Problem description: Write out, word for word, the part of the listing below that opens with the line containing "Target: group of people" and closes with the line containing "Target: person with red cap", keeping both of those lines and adding no others.

Extracted data:
################

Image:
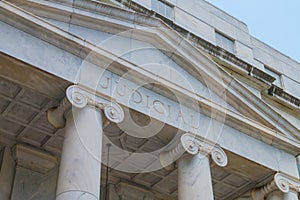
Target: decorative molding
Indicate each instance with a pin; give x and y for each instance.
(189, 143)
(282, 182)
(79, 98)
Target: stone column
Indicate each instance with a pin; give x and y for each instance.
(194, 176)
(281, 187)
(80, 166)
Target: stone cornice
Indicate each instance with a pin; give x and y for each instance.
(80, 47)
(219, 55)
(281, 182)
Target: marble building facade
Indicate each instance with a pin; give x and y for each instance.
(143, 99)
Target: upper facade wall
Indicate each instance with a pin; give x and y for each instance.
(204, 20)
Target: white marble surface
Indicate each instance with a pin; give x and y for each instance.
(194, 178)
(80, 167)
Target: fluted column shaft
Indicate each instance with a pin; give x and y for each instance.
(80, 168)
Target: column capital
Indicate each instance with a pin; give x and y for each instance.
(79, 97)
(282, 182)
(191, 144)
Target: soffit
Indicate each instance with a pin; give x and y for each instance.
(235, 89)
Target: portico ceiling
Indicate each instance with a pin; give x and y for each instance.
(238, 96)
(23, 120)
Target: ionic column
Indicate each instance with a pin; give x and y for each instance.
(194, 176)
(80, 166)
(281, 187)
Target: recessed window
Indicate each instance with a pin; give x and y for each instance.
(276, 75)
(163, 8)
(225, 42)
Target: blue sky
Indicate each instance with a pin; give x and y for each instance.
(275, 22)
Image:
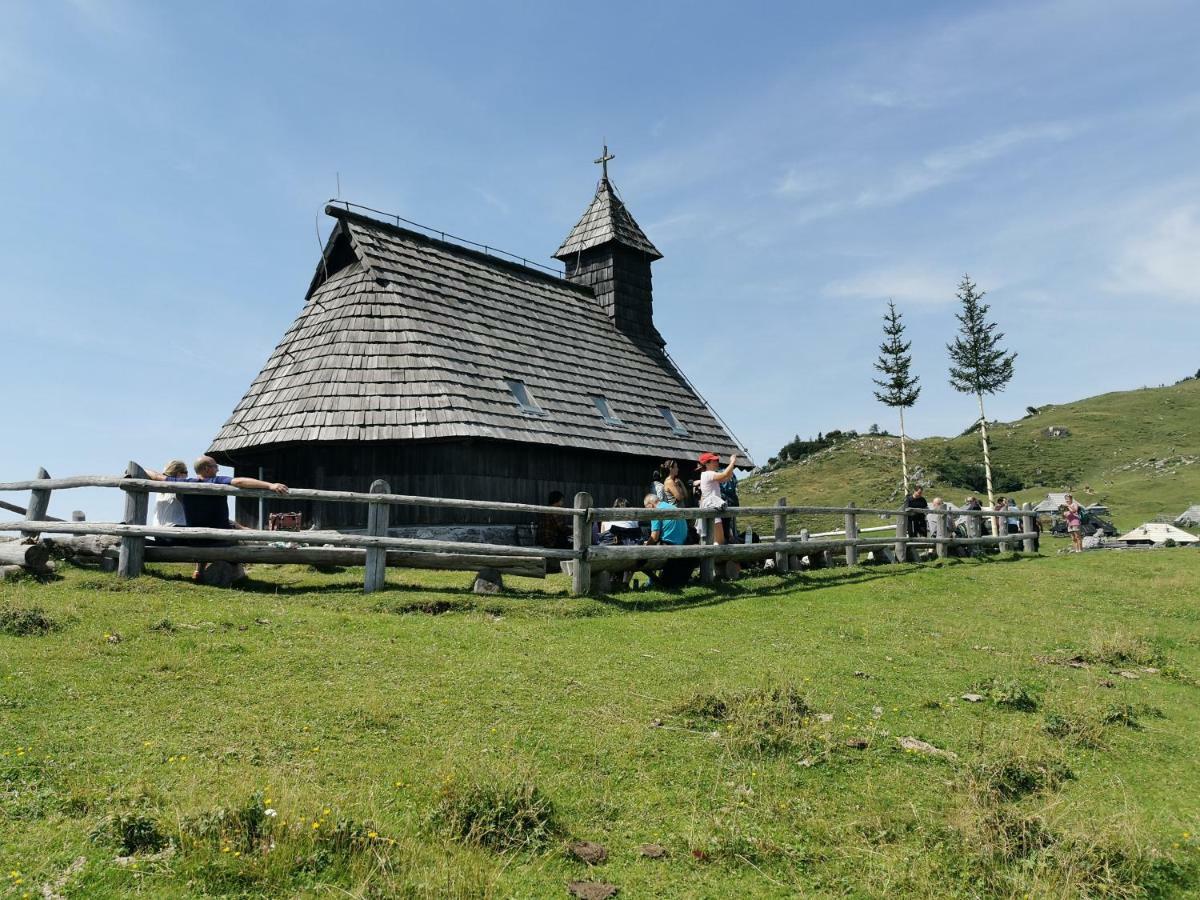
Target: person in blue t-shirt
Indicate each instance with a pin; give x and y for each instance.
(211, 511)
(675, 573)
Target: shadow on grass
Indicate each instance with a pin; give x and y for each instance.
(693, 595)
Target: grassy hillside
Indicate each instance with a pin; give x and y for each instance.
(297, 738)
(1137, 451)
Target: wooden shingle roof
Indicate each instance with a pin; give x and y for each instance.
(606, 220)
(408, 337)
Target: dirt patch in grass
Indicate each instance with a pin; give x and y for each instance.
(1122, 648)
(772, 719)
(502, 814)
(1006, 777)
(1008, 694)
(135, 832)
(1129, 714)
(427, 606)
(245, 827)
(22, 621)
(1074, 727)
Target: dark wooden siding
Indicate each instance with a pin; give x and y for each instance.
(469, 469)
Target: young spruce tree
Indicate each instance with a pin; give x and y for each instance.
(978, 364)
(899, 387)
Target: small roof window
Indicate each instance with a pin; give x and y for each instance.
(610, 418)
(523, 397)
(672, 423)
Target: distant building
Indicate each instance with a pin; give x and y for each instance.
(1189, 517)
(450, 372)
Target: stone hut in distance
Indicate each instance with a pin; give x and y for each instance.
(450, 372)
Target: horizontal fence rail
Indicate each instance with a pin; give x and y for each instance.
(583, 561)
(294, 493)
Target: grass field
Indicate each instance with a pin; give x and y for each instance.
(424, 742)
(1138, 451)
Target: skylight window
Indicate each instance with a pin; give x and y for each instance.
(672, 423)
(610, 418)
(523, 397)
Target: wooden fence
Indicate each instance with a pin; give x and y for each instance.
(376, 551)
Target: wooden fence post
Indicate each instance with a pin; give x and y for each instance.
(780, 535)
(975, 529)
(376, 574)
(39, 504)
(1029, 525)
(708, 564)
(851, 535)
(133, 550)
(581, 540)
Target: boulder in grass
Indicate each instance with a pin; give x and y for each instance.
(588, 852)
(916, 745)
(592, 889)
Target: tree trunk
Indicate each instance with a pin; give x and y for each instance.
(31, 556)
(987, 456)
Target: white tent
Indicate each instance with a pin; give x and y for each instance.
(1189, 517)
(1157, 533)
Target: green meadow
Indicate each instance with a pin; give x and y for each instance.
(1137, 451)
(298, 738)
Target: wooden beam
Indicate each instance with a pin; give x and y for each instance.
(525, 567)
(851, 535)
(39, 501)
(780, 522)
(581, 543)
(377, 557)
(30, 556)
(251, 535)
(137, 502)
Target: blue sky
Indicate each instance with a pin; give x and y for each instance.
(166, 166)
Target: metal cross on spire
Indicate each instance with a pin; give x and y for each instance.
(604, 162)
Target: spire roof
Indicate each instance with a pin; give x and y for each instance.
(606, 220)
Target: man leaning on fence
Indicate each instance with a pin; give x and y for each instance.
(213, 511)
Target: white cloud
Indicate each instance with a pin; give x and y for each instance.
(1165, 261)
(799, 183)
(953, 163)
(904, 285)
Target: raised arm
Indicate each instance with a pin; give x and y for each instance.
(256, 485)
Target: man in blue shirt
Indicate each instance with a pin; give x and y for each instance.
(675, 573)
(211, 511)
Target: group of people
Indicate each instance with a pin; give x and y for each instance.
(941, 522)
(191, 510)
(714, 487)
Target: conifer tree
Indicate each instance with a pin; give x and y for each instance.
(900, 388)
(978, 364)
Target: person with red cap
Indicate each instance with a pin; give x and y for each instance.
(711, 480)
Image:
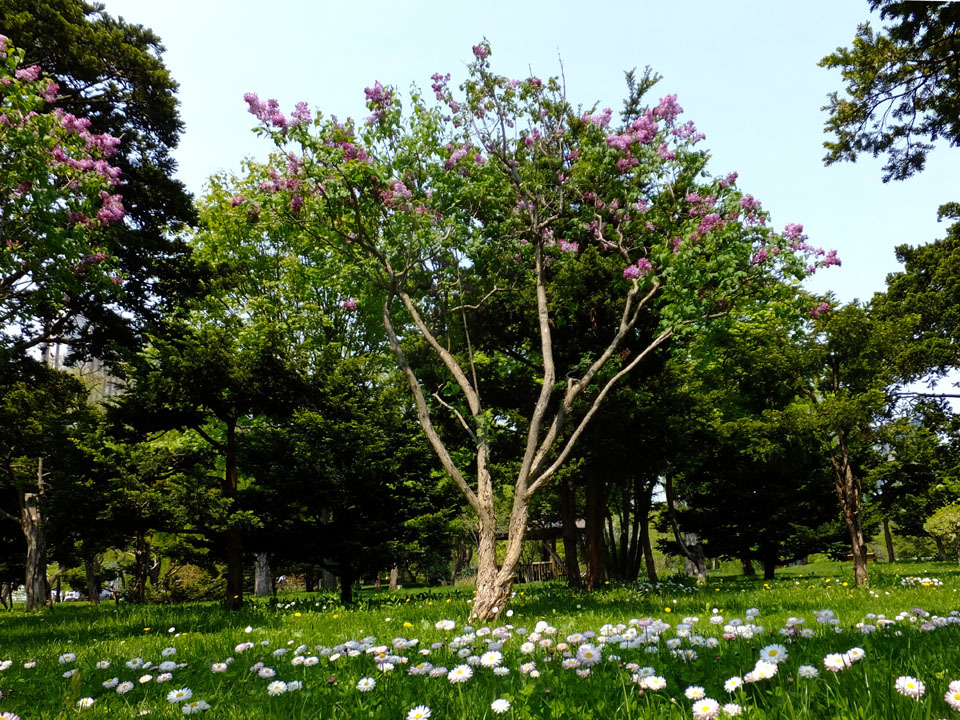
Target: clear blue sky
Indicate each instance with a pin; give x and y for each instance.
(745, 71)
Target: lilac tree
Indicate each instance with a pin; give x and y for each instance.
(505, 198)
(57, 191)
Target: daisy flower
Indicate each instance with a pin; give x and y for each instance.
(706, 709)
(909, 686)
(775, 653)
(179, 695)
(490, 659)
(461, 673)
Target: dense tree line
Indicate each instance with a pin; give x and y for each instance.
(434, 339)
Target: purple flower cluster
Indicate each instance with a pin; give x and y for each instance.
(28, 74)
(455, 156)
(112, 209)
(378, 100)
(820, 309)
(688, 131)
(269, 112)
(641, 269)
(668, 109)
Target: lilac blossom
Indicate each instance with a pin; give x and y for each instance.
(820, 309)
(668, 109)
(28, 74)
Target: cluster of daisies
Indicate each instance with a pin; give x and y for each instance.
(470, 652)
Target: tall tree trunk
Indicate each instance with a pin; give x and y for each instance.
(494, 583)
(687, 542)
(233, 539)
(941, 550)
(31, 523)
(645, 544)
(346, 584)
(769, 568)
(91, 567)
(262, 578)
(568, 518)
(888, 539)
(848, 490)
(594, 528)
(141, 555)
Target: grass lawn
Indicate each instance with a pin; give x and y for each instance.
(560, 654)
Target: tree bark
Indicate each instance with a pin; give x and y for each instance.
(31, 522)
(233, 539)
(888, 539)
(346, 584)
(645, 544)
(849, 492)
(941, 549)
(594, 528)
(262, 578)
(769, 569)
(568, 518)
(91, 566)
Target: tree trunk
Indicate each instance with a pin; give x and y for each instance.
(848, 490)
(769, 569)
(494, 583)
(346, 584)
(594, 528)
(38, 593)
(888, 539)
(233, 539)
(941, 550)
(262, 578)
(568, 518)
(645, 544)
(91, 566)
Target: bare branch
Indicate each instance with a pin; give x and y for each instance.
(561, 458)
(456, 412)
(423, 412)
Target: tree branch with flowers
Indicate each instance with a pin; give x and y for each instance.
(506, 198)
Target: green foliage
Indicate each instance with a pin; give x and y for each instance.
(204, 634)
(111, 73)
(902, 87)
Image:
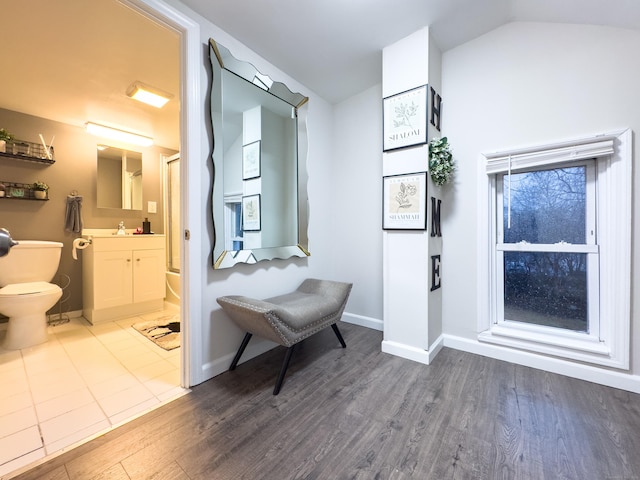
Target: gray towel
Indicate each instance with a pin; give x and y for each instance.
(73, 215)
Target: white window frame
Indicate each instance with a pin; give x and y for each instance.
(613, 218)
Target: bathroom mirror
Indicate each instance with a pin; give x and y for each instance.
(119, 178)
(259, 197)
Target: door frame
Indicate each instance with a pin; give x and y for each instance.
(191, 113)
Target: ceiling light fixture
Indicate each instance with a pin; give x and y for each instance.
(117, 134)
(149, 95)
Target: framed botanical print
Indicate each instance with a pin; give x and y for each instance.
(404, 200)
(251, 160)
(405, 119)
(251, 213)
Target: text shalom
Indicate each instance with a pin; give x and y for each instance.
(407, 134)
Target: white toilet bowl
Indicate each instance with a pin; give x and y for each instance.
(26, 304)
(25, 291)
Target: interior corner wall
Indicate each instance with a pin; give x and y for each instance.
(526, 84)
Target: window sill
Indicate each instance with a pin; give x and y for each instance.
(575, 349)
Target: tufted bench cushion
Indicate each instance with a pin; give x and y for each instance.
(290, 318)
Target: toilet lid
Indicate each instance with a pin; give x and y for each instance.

################

Exercise solution:
Target: group of people
Indicate each instance with a pin; give x and y for each instance.
(941, 522)
(191, 510)
(714, 487)
Target: conifer tree
Indicate each instance with a pin; give x and y for each instance.
(900, 388)
(978, 364)
Target: person with red cap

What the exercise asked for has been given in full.